[Entries from a point annotation set]
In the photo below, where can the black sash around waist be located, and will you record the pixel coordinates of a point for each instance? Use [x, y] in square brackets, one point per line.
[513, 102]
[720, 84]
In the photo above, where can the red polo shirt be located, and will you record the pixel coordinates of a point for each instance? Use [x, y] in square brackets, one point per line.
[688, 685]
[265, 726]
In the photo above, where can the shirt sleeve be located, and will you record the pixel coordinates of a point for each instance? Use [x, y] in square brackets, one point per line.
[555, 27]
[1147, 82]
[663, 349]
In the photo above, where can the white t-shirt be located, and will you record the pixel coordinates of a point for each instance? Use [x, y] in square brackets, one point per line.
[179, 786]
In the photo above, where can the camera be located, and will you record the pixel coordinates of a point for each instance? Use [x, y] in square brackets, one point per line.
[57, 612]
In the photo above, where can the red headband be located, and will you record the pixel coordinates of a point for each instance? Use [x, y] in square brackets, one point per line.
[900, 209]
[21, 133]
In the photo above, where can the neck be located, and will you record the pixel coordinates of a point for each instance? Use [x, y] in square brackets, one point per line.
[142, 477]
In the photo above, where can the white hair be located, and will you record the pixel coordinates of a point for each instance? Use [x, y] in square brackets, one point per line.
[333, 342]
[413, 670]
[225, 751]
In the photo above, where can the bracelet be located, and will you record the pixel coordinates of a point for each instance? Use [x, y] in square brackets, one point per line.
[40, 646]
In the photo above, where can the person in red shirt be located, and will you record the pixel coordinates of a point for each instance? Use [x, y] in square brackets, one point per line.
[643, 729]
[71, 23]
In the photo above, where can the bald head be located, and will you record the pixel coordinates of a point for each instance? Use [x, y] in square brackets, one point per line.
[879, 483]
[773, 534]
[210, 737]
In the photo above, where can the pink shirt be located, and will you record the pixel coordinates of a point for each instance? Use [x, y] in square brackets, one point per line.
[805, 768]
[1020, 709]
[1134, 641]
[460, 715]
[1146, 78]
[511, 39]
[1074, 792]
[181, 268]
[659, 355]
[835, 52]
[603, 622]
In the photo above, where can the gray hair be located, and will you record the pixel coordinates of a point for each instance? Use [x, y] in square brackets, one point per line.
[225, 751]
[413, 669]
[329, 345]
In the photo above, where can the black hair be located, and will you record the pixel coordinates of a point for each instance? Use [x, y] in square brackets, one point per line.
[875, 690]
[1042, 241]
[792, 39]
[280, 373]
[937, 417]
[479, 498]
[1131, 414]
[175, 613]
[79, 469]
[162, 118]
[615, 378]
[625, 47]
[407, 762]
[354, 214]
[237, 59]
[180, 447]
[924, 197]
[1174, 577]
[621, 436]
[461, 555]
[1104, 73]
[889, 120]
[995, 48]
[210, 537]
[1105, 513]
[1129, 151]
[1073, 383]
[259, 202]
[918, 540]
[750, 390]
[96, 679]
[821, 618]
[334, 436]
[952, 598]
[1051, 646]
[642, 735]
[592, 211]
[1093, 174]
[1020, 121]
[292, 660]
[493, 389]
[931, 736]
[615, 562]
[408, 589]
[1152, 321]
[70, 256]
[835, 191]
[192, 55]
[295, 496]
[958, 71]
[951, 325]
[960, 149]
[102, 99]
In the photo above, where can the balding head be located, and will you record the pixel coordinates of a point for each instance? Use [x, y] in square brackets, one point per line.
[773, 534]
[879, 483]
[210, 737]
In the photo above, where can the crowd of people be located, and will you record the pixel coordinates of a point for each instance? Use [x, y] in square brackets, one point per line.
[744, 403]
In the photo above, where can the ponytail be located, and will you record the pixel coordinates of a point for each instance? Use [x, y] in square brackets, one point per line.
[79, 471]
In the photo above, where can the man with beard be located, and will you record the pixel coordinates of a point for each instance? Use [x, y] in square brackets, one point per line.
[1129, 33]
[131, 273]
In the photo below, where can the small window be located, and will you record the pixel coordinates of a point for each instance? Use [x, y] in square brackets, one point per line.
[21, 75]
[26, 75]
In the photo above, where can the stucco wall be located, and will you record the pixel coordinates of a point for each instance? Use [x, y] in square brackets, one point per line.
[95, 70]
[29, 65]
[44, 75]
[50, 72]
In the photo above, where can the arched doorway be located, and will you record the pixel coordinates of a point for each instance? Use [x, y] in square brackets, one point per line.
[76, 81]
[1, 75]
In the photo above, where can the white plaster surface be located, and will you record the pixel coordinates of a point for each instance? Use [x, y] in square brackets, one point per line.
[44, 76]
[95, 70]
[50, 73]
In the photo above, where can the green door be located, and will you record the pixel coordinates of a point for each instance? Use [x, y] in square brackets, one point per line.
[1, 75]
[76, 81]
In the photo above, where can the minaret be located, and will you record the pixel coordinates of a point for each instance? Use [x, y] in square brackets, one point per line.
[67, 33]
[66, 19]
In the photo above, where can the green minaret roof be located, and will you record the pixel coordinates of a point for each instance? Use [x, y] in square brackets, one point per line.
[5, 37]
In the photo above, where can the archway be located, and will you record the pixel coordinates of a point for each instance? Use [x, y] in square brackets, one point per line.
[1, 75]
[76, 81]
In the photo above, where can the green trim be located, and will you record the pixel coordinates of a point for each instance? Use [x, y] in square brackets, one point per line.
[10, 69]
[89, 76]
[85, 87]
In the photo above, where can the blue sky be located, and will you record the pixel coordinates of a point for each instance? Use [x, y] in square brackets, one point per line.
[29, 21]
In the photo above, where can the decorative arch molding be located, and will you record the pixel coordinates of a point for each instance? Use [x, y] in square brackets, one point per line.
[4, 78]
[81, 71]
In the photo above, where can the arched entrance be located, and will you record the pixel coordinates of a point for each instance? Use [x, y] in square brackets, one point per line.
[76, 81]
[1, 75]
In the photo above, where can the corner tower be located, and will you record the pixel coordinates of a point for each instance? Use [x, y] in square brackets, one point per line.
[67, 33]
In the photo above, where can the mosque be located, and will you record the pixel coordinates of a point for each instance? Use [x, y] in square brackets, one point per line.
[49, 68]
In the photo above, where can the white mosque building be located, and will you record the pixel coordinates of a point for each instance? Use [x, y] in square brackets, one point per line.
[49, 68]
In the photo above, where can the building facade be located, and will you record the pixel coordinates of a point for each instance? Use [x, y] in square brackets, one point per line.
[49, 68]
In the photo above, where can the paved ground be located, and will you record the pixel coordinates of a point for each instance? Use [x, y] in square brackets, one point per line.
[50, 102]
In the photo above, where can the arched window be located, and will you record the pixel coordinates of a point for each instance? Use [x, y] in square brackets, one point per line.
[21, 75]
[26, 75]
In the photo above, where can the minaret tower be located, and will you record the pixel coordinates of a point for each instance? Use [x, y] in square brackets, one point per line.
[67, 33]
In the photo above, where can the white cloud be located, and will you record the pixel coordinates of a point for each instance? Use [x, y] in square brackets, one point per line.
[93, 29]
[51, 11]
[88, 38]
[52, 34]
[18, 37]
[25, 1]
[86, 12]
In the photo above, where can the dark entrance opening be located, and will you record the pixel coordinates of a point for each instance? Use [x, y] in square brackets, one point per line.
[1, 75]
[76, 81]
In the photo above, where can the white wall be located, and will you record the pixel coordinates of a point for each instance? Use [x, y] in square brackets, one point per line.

[TASK STATEMENT] Put every line of the records above into a numbered list, leaving out any blank lines.

[SOLUTION FOR THIS TASK]
1. In the photo below, where can the black sash around waist be located, and will you record the pixel coordinates of a point for each instance? Use [x, y] in square brackets, one point per line.
2. [513, 102]
3. [720, 84]
4. In the photo above, where can the red polo shirt be located, and will you record the pixel coordinates of a point for each instance? Use [x, y] in square brackets, one point per line.
5. [688, 685]
6. [265, 726]
7. In the photo above, where can the shirt sleeve be located, and will you record the pixel coordinates of a point for each instance? Use [x, y] in square brackets, one point per line.
8. [555, 27]
9. [1147, 82]
10. [663, 349]
11. In the photo above, where can the white t-shirt be located, and will you record the pixel coordinates of a point for each instance? Use [x, y] in square brackets, one point per line.
12. [179, 786]
13. In the photo above, where can the camera be located, and will you record the pixel coordinates of a point for each instance? Use [x, y] in square brackets, one point per line.
14. [57, 612]
15. In the photo above, where can the red headband be located, and will you record the pixel coordinates of a point for each instance? Use [x, y] in square brackets, one point per line.
16. [900, 209]
17. [21, 133]
18. In the photo above, where can the neck be located, and will you record the pixel coordinates of a point for each instance? Use [x, y] in square brackets, one point per line.
19. [142, 477]
20. In the photo above, where can the white hair be located, and will you record the pixel coordinates of a point for each instance? Use [x, y] in square brackets, one point per line.
21. [333, 342]
22. [413, 670]
23. [225, 751]
24. In the photo above, where can the bracelet be located, and will you record the pixel coordinates of a point for each instance? Use [x, y] in square brackets, one point per line.
25. [40, 646]
26. In the photo above, where can the person in red shirt be located, and will you record the pixel coordinates of a point for each instance? Use [x, y] in square brackets, one point per line.
27. [643, 729]
28. [71, 23]
29. In the photo above, where can the bald head be located, and will you record the pixel coordinates of a point for each instance? Use [x, y] in square brackets, one point per line.
30. [879, 483]
31. [773, 534]
32. [210, 737]
33. In the photo above, where can the pink shirt be located, and will you record the pixel coordinates of a point for each instance? Use [x, y] in square brackets, one point per line.
34. [805, 768]
35. [1020, 709]
36. [1134, 641]
37. [460, 715]
38. [1146, 78]
39. [511, 39]
40. [1074, 792]
41. [181, 268]
42. [659, 355]
43. [835, 52]
44. [603, 622]
45. In the photo above, where can the gray hair be located, and will you record the pixel coordinates of a point for each instance? Use [x, y] in square brackets, one point per line.
46. [225, 751]
47. [413, 669]
48. [329, 345]
49. In the photo above, where can the black hair be located, and will you record the pixel coordinates of a point for each instance? Use [x, y] in square brackets, one point per line.
50. [875, 690]
51. [1042, 241]
52. [792, 39]
53. [280, 373]
54. [937, 417]
55. [479, 498]
56. [1131, 414]
57. [175, 613]
58. [79, 469]
59. [162, 118]
60. [615, 378]
61. [625, 47]
62. [407, 762]
63. [354, 214]
64. [237, 59]
65. [180, 447]
66. [924, 197]
67. [1174, 577]
68. [621, 436]
69. [461, 555]
70. [1104, 73]
71. [889, 120]
72. [995, 48]
73. [210, 537]
74. [1105, 513]
75. [1129, 151]
76. [1073, 383]
77. [259, 202]
78. [918, 540]
79. [750, 390]
80. [96, 679]
81. [821, 618]
82. [334, 436]
83. [952, 598]
84. [1051, 646]
85. [642, 735]
86. [592, 211]
87. [1093, 174]
88. [1020, 121]
89. [292, 660]
90. [493, 389]
91. [931, 736]
92. [615, 562]
93. [408, 589]
94. [1152, 321]
95. [70, 256]
96. [835, 191]
97. [192, 55]
98. [295, 496]
99. [958, 71]
100. [951, 325]
101. [960, 149]
102. [102, 99]
103. In the photo above, where can the balding head be located, and will you record the pixel coordinates of a point for each instance? Use [x, y] in square brackets, one point per line.
104. [773, 534]
105. [879, 483]
106. [210, 737]
107. In the photo above, where can the crowd of people be located, and will you record the pixel coordinates of a point for each instance? Use [x, y] in square brackets, one point per line.
108. [744, 403]
109. In the photo above, where can the ponytail be located, and will you record the pixel coordinates of a point for each instance? Use [x, y] in square brackets, one point per line.
110. [79, 471]
111. In the photo above, where can the man with beard be located, and will you record the pixel coordinates of a point for each instance? Use [x, y] in square brackets, one point per line.
112. [1129, 33]
113. [131, 273]
114. In the photo below, where can the small window be located, and will you record the pixel coordinates of a point for each instance? Use [x, y] in square brackets, one point per line.
115. [21, 75]
116. [26, 75]
117. In the photo above, where can the stucco wall be located, and will you record the pixel coordinates of a point for each instance? Use [x, y] in square brackets, one point per line.
118. [95, 70]
119. [29, 65]
120. [44, 75]
121. [50, 72]
122. In the photo above, where can the arched doorway be located, and will you record the pixel coordinates of a point for each instance? Use [x, y] in square brackets, one point per line.
123. [76, 81]
124. [1, 75]
125. In the photo above, where can the white plaster surface be located, and will you record the pixel coordinates of a point for each instance? Use [x, y] in square brackets, one point per line.
126. [44, 76]
127. [95, 70]
128. [50, 73]
129. In the photo above, where can the green door be located, and will you record the pixel coordinates of a point for each instance? Use [x, y] in square brackets, one point per line.
130. [1, 75]
131. [76, 81]
132. In the photo above, where can the minaret be located, and will you record the pixel coordinates of a point for each instance? Use [x, y] in square brackets, one point per line.
133. [67, 33]
134. [66, 19]
135. In the photo above, where can the green minaret roof be located, and will you record the pixel coordinates of a point for each instance? Use [x, y] in square brackets, one point per line.
136. [5, 37]
137. In the photo above, where can the archway be located, and will you record the pixel coordinates of a point for each instance? Use [x, y] in square brackets, one point per line.
138. [1, 75]
139. [76, 81]
140. In the photo above, where can the green trim be located, and will you record the pixel coordinates of a point for each instance? Use [x, y] in square brackets, one point per line.
141. [10, 69]
142. [89, 76]
143. [85, 87]
144. In the photo above, where can the blue sky be located, and will you record the pixel coordinates of a point for each instance? Use [x, y] in square brackets, one point per line.
145. [29, 21]
146. In the photo above, where can the decorative arch molding be located, and will you record the pixel coordinates of a point for each instance? Use [x, y] in square brackets, one point per line.
147. [4, 78]
148. [81, 71]
149. In the photo above, where can the arched entrance be located, and will you record the pixel coordinates of a point for each instance? Use [x, y] in square brackets, one point per line.
150. [76, 81]
151. [1, 75]
152. In the photo above, where can the corner tower be located, and will you record the pixel coordinates of a point for each instance? Use [x, y] in square brackets, one point per line.
153. [67, 33]
154. In the photo above, where can the mosque be located, and will you record the pixel coordinates of a point for each instance? Use [x, y] in square brackets, one point per line.
155. [49, 68]
156. In the photo above, where can the white mosque building be located, and will you record the pixel coordinates of a point for each instance? Use [x, y] in square brackets, one point per line.
157. [49, 68]
158. In the photo above, where can the building facade be located, and will you record the pixel coordinates of a point for each instance? Use [x, y] in square brackets, one point per line.
159. [49, 68]
160. In the photo above, where can the paved ground be located, and will you record the pixel coordinates of a point for each instance? Use [x, y] in square brackets, one point per line.
161. [50, 102]
162. In the photo above, where can the arched window be located, and will you record the pixel coordinates of a point for each instance? Use [x, y] in square brackets, one point per line.
163. [21, 75]
164. [26, 75]
165. In the photo above, where can the minaret tower be located, and will you record the pixel coordinates of a point for each instance? Use [x, y] in square brackets, one point per line.
166. [67, 33]
167. In the photo above, where can the white cloud be located, and will you record the pixel coordinates of a point for each instance? Use [x, y] in square brackets, one point per line.
168. [93, 29]
169. [51, 11]
170. [88, 38]
171. [52, 34]
172. [18, 37]
173. [25, 1]
174. [86, 12]
175. In the photo above, where can the dark entrance opening be located, and will you record the pixel coordinates of a point for each instance? Use [x, y] in square brackets, one point per line.
176. [1, 75]
177. [76, 81]
178. In the photo above, where can the white wall be located, and will you record the pixel coordinates of a point for each instance? Use [x, y] in square brackets, one point per line.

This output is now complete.